- _GIVEN PROBLEM_: Reproduce the data below verbatim from the line containing "Where can the boulder" through its final line, and produce nothing more.

***

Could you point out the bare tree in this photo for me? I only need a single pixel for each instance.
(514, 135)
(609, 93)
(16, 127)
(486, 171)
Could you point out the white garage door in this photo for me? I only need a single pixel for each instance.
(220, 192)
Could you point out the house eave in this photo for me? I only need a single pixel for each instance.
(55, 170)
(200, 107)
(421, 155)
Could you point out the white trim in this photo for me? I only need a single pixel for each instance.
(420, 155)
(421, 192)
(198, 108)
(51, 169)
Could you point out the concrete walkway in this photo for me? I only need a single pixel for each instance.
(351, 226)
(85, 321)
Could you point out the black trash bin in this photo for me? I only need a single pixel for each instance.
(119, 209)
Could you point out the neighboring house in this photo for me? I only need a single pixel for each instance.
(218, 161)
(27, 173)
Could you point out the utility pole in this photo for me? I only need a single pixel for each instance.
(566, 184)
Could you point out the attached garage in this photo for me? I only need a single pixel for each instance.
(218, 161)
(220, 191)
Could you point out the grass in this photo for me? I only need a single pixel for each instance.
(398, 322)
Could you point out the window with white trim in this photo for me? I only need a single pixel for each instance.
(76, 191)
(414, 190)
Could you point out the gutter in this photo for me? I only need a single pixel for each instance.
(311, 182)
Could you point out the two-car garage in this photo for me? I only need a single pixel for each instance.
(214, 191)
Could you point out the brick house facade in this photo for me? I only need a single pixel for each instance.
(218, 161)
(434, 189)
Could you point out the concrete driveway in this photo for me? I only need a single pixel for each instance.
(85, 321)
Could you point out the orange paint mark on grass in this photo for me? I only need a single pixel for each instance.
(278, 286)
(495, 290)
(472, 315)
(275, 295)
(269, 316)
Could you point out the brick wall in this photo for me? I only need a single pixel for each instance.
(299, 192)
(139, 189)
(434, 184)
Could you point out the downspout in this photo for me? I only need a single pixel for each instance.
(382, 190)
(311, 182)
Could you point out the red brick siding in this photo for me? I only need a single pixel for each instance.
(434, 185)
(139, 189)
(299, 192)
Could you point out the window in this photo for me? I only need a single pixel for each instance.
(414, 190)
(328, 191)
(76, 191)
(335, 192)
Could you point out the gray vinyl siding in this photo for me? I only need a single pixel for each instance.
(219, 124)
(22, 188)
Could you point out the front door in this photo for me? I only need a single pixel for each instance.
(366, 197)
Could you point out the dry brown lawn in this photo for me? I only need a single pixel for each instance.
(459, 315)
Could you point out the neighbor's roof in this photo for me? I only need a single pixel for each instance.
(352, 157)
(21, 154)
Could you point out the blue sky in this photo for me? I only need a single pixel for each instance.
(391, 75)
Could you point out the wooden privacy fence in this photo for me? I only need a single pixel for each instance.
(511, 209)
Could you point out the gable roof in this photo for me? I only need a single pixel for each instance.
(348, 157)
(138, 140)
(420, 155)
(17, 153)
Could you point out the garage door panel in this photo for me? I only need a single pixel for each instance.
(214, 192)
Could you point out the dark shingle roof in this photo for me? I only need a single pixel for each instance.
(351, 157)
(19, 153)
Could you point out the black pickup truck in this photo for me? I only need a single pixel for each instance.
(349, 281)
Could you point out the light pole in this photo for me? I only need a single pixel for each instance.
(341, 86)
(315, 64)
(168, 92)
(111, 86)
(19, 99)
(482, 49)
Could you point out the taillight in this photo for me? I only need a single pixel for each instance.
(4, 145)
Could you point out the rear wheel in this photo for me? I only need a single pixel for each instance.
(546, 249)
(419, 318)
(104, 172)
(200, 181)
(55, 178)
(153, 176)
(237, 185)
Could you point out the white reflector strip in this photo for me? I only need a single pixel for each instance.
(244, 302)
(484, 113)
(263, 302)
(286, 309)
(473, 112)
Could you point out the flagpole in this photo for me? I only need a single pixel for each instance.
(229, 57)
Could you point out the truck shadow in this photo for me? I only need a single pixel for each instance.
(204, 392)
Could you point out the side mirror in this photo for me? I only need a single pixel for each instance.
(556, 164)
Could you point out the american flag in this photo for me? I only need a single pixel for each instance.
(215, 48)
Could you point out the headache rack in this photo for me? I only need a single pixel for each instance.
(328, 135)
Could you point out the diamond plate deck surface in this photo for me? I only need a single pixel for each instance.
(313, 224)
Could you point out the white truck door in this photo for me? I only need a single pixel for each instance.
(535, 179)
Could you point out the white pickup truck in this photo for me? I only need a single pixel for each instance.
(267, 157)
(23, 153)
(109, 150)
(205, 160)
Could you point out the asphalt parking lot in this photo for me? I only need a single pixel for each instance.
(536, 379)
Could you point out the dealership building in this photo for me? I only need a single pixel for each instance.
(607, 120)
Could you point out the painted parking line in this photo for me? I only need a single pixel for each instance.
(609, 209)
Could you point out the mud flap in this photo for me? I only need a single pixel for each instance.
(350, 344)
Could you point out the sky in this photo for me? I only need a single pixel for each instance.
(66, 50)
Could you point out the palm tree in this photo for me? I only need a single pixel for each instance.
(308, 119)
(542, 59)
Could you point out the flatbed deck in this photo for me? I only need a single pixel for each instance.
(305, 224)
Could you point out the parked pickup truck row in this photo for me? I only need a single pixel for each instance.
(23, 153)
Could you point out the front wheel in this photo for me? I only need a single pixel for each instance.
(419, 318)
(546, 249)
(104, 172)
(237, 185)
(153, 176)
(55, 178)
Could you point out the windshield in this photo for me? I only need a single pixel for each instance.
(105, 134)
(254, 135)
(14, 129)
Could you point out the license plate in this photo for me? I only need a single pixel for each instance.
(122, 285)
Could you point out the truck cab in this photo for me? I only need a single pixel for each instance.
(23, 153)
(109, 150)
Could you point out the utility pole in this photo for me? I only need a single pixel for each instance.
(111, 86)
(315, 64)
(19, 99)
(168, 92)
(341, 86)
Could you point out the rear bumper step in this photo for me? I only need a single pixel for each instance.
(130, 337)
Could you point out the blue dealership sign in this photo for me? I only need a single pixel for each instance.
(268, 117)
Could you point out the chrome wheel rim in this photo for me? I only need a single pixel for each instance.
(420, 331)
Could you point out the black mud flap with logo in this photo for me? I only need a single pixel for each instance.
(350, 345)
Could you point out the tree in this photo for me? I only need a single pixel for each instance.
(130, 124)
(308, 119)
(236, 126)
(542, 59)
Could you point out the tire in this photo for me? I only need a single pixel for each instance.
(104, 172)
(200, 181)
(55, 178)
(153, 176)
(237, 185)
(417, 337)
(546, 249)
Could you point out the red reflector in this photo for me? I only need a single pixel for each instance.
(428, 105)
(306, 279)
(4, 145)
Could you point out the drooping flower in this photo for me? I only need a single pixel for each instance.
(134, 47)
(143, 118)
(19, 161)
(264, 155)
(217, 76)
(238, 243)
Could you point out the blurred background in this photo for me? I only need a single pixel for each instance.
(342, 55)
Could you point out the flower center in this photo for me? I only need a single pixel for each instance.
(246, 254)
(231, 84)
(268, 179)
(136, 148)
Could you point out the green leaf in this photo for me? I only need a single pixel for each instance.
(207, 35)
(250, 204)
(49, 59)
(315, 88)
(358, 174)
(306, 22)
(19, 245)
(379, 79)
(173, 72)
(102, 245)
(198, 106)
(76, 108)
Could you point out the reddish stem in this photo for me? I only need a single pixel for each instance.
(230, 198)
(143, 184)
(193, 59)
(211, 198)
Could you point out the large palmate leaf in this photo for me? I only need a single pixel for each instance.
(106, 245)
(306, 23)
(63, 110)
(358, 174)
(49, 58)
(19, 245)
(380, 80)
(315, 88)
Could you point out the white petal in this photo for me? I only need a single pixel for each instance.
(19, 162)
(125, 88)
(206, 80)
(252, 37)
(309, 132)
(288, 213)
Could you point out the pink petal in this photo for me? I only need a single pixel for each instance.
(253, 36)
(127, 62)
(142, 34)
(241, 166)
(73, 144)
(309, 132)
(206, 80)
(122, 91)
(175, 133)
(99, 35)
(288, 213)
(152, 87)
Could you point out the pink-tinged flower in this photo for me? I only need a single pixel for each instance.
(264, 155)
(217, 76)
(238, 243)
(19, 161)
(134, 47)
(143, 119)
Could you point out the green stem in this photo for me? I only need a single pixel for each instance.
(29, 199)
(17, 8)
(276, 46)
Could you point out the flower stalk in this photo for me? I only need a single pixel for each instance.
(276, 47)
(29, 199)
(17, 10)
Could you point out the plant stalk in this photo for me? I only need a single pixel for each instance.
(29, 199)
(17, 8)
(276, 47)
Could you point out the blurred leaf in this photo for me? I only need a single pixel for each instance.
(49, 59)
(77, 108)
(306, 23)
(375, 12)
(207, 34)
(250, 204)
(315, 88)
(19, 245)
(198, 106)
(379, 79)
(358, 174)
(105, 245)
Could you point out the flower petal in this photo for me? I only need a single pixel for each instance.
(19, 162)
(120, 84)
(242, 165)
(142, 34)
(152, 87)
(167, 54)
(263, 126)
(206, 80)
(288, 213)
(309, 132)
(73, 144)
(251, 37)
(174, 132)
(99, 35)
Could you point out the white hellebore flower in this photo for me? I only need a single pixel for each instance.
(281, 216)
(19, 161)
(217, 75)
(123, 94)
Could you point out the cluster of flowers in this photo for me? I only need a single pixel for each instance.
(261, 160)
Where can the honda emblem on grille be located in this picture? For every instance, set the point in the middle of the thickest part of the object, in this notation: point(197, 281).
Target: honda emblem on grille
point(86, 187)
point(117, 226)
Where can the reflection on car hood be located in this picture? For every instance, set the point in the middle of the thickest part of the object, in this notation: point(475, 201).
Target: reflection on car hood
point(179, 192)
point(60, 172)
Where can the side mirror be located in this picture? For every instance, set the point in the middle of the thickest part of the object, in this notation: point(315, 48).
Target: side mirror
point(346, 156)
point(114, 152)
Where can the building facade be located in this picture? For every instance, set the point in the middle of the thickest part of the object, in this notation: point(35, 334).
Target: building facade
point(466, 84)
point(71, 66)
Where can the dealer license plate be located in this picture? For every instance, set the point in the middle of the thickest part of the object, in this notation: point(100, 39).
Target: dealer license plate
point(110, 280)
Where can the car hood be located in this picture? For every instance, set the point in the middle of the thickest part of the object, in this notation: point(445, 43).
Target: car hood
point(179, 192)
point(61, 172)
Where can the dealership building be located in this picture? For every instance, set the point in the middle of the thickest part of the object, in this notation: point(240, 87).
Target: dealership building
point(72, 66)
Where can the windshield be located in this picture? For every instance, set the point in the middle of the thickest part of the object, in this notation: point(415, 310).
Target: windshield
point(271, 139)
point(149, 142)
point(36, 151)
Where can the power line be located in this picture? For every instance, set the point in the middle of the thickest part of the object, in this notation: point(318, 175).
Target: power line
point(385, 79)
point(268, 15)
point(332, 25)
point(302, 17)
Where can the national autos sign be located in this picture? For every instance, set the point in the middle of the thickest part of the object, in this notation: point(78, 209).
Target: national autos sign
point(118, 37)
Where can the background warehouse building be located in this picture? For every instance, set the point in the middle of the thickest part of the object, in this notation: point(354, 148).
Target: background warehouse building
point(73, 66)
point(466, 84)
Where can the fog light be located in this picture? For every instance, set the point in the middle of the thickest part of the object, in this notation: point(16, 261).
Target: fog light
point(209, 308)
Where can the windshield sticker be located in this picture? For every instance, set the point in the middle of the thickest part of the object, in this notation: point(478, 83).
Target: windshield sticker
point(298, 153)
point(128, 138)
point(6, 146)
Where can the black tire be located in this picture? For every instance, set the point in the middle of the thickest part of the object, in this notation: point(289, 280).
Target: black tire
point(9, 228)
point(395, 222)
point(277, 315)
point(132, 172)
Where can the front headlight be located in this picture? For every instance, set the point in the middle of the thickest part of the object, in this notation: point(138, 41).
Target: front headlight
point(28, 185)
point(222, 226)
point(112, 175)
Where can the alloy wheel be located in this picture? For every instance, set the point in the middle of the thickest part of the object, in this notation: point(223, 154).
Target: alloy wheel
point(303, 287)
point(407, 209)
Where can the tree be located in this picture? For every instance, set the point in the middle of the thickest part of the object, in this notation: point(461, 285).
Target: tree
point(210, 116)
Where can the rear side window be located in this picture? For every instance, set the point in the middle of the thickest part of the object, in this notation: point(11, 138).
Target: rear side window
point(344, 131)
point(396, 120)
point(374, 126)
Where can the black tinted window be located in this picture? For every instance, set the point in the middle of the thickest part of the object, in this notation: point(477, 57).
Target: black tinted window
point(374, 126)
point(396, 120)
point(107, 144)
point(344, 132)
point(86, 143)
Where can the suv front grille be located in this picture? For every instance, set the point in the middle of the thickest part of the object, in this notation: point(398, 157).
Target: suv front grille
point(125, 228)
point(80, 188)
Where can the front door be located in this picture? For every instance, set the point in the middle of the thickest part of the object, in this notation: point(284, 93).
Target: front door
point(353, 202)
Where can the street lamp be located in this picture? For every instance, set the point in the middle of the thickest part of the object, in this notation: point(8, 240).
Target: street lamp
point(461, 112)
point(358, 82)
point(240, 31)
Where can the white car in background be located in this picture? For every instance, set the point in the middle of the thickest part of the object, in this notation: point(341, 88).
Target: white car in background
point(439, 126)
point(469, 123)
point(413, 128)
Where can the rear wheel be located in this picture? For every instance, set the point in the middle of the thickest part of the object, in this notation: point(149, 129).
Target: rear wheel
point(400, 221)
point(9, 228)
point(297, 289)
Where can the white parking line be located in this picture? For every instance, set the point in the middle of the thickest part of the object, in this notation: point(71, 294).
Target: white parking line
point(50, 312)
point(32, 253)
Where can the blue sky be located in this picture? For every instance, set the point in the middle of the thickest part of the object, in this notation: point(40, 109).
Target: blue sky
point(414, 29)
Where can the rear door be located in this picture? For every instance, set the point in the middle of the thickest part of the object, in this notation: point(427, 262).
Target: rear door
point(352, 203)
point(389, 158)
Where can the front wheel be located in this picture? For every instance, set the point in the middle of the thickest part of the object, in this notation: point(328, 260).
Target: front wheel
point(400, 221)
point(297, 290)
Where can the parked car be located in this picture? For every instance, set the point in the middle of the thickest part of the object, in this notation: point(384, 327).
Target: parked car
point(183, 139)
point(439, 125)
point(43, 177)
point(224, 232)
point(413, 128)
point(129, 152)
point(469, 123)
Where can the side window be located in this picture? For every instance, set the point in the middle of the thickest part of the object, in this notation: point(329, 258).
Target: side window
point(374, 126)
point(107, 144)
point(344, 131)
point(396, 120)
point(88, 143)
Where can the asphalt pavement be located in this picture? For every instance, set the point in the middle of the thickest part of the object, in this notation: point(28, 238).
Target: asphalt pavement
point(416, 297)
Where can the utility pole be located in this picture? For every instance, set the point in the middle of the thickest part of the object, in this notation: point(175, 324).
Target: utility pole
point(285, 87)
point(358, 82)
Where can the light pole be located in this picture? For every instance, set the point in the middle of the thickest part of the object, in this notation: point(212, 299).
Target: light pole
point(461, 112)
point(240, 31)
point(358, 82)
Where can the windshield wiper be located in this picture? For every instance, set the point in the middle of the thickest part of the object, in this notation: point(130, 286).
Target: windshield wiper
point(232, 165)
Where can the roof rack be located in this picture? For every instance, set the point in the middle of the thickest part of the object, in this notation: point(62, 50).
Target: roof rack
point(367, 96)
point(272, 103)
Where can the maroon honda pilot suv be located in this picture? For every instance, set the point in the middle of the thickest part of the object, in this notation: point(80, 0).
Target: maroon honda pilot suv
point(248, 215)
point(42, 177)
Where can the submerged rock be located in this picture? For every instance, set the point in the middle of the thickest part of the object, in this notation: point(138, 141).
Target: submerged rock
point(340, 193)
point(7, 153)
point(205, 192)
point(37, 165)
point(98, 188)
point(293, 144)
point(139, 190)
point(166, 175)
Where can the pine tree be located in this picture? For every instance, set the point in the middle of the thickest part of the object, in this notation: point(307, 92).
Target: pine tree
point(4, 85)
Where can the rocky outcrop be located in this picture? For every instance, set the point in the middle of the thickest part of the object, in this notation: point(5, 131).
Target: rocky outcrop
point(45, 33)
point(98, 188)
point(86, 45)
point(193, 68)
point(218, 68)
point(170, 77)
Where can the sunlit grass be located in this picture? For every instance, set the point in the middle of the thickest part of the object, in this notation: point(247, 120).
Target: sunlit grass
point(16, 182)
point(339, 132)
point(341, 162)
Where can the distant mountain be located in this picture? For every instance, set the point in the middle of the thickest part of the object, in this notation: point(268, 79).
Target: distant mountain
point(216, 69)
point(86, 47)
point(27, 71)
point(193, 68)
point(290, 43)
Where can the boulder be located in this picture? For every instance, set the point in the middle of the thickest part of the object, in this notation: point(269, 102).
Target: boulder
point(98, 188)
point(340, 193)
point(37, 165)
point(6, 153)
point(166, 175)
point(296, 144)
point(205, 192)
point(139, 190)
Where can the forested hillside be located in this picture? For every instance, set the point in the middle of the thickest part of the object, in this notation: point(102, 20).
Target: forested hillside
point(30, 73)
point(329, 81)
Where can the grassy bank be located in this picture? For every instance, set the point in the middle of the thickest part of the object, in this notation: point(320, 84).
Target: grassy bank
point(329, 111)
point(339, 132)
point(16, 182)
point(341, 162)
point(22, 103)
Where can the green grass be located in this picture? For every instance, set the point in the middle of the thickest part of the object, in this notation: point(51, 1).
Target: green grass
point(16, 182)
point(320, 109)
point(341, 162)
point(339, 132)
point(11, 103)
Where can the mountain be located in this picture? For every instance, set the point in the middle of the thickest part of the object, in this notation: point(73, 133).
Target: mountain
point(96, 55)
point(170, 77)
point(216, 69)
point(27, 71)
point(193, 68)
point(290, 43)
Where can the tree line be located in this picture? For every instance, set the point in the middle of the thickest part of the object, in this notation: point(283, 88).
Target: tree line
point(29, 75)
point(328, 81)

***

- _SOLUTION TO THE EXERCISE_:
Where can the boulder be located in this picture? For every instance, set the point in the middle of the thickest part of the object, in this notation: point(269, 102).
Target: boulder
point(98, 188)
point(340, 193)
point(37, 165)
point(6, 153)
point(166, 175)
point(296, 144)
point(205, 192)
point(139, 190)
Where can the forested hillside be located in this picture? For every instance, set the point in the middle of the thickest part of the object, in this notation: point(102, 20).
Target: forested hillside
point(30, 73)
point(329, 81)
Where can the grassy bank be located in this picture? For every instance, set the point in the middle of the thickest part of the object, in this notation: point(320, 84).
Target: grassy bank
point(329, 111)
point(339, 132)
point(16, 182)
point(341, 162)
point(22, 103)
Where can the green grass be located in this picture? For every instance, set the point in the middle of the thickest part of the object, in this notation: point(51, 1).
Target: green grass
point(16, 182)
point(320, 109)
point(341, 162)
point(339, 132)
point(11, 103)
Where can the mountain be located in this picture? For every instance, set the point in the middle of the thickest part of the object, in this notation: point(73, 133).
Target: mountain
point(96, 55)
point(170, 77)
point(216, 69)
point(27, 71)
point(193, 68)
point(290, 43)
Where can the tree line be located in this picture? For every instance, set the point in the middle of the thickest part of the object, in this notation: point(283, 88).
Target: tree line
point(29, 75)
point(328, 81)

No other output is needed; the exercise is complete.